Recorded data:
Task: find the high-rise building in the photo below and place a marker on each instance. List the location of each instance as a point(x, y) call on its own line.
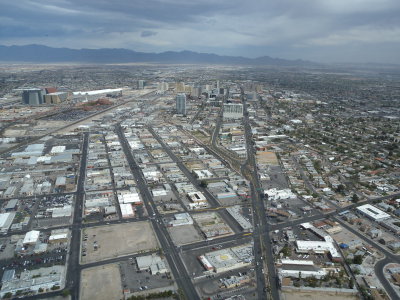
point(196, 91)
point(162, 87)
point(141, 84)
point(33, 96)
point(181, 104)
point(180, 87)
point(233, 111)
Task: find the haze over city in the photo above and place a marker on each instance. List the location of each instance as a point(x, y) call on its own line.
point(356, 31)
point(200, 150)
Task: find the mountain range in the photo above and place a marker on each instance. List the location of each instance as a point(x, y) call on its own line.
point(45, 54)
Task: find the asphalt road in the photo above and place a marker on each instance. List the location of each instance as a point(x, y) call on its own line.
point(177, 267)
point(262, 240)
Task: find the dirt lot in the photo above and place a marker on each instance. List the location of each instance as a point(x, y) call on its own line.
point(266, 157)
point(103, 282)
point(117, 240)
point(316, 295)
point(185, 234)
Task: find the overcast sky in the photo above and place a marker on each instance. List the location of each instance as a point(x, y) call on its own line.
point(317, 30)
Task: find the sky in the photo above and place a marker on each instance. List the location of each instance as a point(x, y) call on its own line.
point(328, 31)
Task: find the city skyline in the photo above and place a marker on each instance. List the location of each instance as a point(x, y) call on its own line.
point(328, 31)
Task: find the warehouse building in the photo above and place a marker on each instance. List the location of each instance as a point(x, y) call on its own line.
point(6, 220)
point(372, 212)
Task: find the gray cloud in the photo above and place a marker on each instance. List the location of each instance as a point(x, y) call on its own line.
point(147, 33)
point(330, 30)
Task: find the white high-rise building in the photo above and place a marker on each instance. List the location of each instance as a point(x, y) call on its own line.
point(233, 111)
point(141, 84)
point(181, 104)
point(162, 87)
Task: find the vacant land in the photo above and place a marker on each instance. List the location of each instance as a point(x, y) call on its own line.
point(267, 158)
point(185, 234)
point(111, 241)
point(316, 295)
point(103, 282)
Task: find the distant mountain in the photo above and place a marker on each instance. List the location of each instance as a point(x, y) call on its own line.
point(44, 54)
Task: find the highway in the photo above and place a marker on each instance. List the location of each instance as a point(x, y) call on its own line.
point(73, 272)
point(210, 198)
point(177, 267)
point(262, 240)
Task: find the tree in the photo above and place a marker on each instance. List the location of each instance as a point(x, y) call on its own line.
point(203, 184)
point(355, 198)
point(65, 293)
point(358, 259)
point(340, 189)
point(351, 283)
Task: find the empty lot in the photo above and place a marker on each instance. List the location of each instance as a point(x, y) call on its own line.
point(103, 282)
point(117, 240)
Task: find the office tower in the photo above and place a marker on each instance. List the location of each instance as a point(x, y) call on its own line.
point(33, 96)
point(162, 87)
point(233, 111)
point(181, 104)
point(141, 84)
point(180, 87)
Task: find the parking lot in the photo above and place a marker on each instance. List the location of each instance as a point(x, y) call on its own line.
point(137, 281)
point(102, 242)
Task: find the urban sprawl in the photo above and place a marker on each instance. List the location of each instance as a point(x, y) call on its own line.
point(199, 182)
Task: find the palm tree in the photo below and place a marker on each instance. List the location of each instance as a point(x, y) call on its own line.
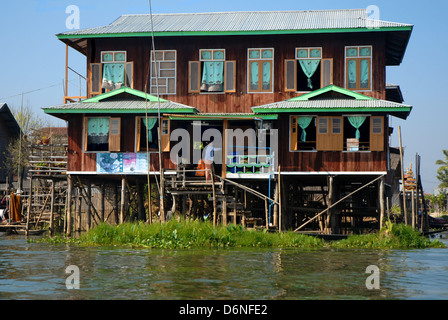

Task objective: Write out the lines in the records above as a Markdown table, from the line with "Task: find the parking" up to and including the line with "point(199, 182)". Use a Row column for the row number and a Line column for the line text, and leave out blank lines.

Solution:
| Row | Line |
|---|---|
| 1 | Task: find the parking lot in the photo above and place a marker on each instance. List the location of each instance as a point(x, y) call on its own line. |
| 2 | point(137, 281) |
| 3 | point(102, 242) |
| 4 | Task: find the urban sprawl in the photo above and place a marker on each instance. List the location of each instance as a point(x, y) call on its own line. |
| 5 | point(199, 182) |